### Exercise aim
Print everything in the listing from the line containing "point_to MUST return one point per instance of the foreground" down to the end, copied without any changes.

### Material shown
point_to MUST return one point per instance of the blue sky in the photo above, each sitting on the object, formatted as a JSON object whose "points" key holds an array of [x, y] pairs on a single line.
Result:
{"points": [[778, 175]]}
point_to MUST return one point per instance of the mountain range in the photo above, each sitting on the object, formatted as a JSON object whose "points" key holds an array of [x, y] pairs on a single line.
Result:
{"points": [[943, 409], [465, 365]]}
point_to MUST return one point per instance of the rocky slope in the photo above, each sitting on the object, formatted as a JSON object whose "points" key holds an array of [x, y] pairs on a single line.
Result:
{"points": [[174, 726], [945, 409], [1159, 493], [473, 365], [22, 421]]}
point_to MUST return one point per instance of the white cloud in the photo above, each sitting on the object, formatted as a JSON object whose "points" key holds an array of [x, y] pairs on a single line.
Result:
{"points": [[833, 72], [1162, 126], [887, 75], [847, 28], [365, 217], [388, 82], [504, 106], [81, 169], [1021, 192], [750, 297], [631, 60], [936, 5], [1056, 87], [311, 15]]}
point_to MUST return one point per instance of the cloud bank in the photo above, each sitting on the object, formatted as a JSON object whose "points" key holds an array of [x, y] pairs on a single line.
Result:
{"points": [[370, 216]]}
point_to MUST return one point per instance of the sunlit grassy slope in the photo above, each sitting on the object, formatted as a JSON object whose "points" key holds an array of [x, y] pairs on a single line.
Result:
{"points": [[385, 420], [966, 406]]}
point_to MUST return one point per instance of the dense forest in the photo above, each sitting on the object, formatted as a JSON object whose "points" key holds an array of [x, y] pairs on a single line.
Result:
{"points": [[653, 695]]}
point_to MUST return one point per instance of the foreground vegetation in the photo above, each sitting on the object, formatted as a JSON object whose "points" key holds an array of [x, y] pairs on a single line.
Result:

### Right answer
point_to MUST return one point per instance of the foreground vegetation in the photo above, each sitting on the object, formatted as a JSON object whose "points" key holds an array of [x, y] pairs on a single line.
Result:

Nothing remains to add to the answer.